DIRECTIONS => Can you reproduce every line of the records below character for character, with nothing changed, added, or left out?

INPUT MATERIAL =>
--- Start ---

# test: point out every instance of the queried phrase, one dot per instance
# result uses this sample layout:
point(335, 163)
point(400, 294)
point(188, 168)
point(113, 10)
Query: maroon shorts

--- End ---

ANSWER FOR THE TASK =>
# test: point out every instance of the queried phrase, one dot per instance
# result uses this sample layout:
point(335, 163)
point(400, 294)
point(188, 168)
point(113, 10)
Query: maroon shorts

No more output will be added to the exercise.